So exactly how many marriages would make this mythical cut?
I'm certain none of the people who advocate for these kinds of measures would pass. Mostly because last I checked, people like sex.
People marry for a multitude of reasons. Green cards, money, love, convenience, friendship, and so many more. If I just love someone but don't want to have children, should that mean I should never have a wedding? What about someone who cannot conceive, should they never marry because they cannot do their "sacred duty".
I saw this point made somewhere else, but what about my remarried grandparents? Would my grandpa have to leave my step grandma because they couldn't make babies when they met. Are they not entitled to the happiness they found with each other without having to meet the criteria of the government? Should we nullify marriages after child rearing years are past. Wouldn't that mean that women who are older can't get married but older men with good sperm can?
Not to mention, I'm just not entirely sure what exactly marriage is being protected from? People loving each other?
By pushing this agenda that marriage is sacred, and therefore cannot be tampered with and that people who lived hundreds of years ago know better than the people living now is ludicrous.
One conversation I had with a conservative, they weren't so hung up on people wanting to marry, they were just pissed that anyone would dare call it marriage. He asked me why people are so hung up on calling it that and getting that. At the time I didn't have an answer aside from what does it matter what it is called as long as they get equal rights and treatment legally. You could name it snaggletooth and I'm sure that people would still call it marriage because it would be the same type of social contract.
But now, I think it matters because the religious right has tried so very hard to capture as much moral high ground as they can by defining everything that is not them as amoral. Because they have put marriage up on a pedestal that is hollow. Marriage in the past was little more than property exchange using women to broker deals politically and to ensure that your heirs were yours and not someone else's child. Saying that this exchange was sacred and why two people in love shouldn't marry is ridiculous.
Marriage today isn't much better, you marry for the tax break, have kids for the deductions. And then, after realizing that hey maybe marriage wasn't the right choice for this relationship, well have a divorce. If marriage is such a SACRED covenant, then divorce should be outlawed because you would be breaking the sanctity of marriage far more than you would letting people participate in it.
But no, instead politicians feel it is really necessary to deny people happiness based on their personal prejudices and beliefs when it comes to marriage.
Marriage is social contract, plain and simple. Getting married to have kids doesn't mean that God is going to part the clouds and give you two thumbs up for doing it how the Republicans tell you to do it. Getting married means that you have decided to pool your resources and bind yourself to one another legally.
I'm just so tired of sexuality being something that politicians feel like they need to control. If I want affordable access to pills that make me not pregnant, I want to be able to get them without being told I'm a murderer or slut. If I want to marry a woman, I want to be able to do it with the love of my family and without being told that I am defiling other people's love for each other.
People need to be able to live their lives FREELY. Without exception (unless of course you are actually harming someone or destroying something that is not yours).
If I want to love a woman or a man--that's my choice.
If I want to marry--that's the government's decision.
In a country of freedom, it is kind of scary to see just how many choices are being taken away much less denied.

*EXTRACTED DATA:*

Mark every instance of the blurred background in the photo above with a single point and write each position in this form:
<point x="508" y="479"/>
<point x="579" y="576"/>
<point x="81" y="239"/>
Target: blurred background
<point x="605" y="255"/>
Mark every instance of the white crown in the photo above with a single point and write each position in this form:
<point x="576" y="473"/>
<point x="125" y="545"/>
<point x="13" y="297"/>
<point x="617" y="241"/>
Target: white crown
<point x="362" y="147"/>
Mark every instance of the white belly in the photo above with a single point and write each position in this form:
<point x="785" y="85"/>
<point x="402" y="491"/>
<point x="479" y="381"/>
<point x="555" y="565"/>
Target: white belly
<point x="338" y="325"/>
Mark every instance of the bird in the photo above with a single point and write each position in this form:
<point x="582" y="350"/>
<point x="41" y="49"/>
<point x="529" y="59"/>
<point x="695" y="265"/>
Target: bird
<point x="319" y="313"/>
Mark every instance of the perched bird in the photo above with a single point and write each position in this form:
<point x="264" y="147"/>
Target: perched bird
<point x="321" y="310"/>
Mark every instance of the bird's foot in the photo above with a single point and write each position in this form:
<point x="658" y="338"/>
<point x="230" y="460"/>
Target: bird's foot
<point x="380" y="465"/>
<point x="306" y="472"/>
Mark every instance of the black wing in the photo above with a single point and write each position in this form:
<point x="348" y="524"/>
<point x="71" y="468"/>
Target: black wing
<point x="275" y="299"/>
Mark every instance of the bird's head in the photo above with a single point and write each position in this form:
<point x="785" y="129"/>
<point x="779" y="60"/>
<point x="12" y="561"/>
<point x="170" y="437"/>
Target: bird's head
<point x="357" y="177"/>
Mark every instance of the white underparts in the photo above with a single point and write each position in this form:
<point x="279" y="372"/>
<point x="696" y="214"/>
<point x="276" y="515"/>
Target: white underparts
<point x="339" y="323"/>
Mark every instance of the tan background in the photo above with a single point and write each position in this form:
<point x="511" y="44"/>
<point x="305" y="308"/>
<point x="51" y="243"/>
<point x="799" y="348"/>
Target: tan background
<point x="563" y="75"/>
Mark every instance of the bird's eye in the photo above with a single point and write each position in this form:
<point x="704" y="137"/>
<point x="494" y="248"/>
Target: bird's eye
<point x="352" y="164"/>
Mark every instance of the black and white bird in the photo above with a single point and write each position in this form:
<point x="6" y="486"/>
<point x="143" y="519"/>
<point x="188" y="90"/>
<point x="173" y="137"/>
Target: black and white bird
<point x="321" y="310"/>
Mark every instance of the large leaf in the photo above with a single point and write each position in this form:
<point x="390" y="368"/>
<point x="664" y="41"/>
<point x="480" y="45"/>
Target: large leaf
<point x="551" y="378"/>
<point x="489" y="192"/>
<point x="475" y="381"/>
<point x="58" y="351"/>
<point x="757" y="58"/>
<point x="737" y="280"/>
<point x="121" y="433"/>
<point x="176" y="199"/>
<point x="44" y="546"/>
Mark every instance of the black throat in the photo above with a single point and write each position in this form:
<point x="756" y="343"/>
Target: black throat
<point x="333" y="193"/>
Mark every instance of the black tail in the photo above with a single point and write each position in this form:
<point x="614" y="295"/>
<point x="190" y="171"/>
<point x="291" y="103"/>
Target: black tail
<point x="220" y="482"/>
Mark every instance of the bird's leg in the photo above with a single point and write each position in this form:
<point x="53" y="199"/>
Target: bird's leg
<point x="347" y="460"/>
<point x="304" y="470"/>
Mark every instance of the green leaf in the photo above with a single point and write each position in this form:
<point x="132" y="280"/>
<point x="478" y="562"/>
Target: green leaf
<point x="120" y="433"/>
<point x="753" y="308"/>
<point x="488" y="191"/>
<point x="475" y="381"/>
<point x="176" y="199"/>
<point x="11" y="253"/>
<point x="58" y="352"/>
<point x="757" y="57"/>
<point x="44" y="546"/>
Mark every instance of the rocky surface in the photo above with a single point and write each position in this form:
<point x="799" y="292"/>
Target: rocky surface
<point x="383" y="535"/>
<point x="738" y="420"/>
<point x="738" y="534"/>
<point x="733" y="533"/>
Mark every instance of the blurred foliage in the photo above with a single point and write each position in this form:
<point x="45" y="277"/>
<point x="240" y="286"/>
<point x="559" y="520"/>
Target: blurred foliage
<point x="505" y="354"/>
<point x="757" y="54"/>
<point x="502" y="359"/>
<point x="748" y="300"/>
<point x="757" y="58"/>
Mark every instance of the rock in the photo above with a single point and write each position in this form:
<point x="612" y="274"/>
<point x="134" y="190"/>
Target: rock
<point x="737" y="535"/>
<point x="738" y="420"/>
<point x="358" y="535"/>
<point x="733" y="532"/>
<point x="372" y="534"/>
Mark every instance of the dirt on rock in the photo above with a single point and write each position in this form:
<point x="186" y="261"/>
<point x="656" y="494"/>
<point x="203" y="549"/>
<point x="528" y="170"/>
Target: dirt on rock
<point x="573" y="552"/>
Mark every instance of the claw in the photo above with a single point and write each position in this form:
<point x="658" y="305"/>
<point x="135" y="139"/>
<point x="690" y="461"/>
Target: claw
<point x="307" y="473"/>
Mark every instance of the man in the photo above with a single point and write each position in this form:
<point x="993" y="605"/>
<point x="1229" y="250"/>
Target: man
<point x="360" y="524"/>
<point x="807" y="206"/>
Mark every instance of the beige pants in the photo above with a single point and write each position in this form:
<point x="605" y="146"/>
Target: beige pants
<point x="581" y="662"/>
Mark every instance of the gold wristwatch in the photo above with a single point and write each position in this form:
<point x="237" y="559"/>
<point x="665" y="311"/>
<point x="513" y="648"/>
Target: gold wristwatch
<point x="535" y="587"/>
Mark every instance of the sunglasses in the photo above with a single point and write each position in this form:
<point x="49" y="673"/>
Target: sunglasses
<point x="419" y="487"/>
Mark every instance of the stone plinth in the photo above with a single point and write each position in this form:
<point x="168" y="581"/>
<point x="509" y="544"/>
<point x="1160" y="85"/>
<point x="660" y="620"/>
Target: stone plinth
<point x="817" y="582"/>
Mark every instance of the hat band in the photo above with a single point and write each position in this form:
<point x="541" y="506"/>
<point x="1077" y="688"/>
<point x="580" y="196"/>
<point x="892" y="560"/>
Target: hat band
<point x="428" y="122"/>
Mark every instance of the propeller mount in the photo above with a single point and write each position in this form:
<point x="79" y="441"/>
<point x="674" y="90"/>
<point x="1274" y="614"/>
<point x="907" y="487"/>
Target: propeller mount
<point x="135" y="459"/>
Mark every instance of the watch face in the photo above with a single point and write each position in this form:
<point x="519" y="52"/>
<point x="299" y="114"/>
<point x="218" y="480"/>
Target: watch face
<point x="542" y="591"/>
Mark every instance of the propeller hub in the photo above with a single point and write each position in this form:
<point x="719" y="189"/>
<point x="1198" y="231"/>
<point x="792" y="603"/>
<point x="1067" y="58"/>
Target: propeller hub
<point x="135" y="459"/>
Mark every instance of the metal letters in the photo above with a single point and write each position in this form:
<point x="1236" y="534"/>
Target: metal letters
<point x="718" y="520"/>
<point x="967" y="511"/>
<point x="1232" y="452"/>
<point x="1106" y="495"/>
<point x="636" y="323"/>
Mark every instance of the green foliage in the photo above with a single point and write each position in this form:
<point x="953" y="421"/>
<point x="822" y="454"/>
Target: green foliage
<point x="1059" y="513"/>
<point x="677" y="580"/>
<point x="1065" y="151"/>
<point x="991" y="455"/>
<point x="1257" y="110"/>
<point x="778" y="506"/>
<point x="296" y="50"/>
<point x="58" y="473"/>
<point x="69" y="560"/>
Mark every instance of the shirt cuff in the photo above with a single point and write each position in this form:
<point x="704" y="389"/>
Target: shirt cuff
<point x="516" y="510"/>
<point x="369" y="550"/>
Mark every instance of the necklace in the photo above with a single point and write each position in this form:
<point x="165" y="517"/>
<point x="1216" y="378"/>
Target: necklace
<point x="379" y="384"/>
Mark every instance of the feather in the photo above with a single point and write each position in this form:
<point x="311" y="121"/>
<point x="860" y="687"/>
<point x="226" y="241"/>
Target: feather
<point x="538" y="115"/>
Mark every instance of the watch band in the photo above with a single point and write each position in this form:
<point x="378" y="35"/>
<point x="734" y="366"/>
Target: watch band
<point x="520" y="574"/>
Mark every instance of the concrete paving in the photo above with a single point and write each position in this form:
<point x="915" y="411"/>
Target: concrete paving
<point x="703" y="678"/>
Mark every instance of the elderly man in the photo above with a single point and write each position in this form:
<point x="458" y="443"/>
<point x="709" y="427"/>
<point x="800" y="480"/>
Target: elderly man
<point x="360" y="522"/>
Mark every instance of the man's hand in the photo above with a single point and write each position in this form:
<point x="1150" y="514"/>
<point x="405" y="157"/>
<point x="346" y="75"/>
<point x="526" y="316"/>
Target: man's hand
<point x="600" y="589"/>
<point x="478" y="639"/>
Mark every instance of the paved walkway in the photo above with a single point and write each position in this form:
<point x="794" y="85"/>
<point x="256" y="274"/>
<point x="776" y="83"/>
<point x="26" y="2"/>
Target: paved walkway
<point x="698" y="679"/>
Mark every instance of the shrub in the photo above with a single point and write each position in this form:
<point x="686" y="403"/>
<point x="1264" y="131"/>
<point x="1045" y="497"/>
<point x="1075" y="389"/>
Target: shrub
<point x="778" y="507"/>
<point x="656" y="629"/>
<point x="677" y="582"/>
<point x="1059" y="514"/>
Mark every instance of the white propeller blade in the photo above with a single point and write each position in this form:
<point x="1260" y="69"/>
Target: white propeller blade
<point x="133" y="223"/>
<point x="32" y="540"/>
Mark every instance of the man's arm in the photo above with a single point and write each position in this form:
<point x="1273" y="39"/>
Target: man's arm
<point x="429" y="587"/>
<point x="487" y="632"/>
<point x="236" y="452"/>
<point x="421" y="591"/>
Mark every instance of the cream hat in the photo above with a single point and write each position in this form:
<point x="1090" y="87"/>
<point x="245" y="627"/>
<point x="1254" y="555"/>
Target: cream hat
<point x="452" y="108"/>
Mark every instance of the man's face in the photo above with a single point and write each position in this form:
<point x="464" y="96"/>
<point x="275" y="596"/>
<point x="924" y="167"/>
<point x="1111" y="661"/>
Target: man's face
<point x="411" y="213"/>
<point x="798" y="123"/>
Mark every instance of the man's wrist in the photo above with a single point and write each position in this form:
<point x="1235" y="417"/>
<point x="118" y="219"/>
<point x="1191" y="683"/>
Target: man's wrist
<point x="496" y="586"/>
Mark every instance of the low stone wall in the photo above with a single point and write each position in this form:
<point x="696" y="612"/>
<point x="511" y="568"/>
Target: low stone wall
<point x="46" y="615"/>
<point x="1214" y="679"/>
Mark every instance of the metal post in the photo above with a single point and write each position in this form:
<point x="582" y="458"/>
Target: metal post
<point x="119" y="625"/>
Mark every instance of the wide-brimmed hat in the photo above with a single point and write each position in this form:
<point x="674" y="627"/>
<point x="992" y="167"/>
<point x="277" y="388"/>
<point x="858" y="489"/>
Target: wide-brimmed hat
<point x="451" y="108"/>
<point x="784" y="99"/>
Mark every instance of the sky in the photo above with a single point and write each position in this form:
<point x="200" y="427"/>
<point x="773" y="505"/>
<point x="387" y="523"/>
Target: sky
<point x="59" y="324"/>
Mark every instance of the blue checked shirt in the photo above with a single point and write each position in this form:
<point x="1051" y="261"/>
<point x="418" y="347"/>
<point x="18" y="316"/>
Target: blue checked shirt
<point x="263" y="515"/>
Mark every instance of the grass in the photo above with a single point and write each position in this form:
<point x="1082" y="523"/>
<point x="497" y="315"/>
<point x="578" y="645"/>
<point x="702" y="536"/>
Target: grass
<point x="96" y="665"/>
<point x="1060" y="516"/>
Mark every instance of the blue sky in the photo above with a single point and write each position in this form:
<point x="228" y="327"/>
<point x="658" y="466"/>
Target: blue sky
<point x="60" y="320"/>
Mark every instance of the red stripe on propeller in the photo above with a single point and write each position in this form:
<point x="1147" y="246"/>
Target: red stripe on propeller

*THINGS TO DO:*
**a.** Condense the paragraph of the marriage essay that begins "But now, I think it matters" into a short bulleted list that keeps its main points.
**b.** Please write out the stretch of the marriage essay from "Marriage today isn't" through "comes to marriage.".

*SOLUTIONS PER TASK:*
**a.**
- The name matters now because the religious right has tried to claim moral high ground by defining everything outside itself as amoral.
- It has placed marriage on a hollow pedestal.
- In the past, marriage was little more than a property exchange. It used women to broker political deals and to make sure one's heirs were one's own.
- Calling that exchange sacred, and using it to deny marriage to two people in love, is ridiculous.

**b.**
Marriage today isn't much better, you marry for the tax break, have kids for the deductions. And then, after realizing that hey maybe marriage wasn't the right choice for this relationship, well have a divorce. If marriage is such a SACRED covenant, then divorce should be outlawed because you would be breaking the sanctity of marriage far more than you would letting people participate in it.
But no, instead politicians feel it is really necessary to deny people happiness based on their personal prejudices and beliefs when it comes to marriage.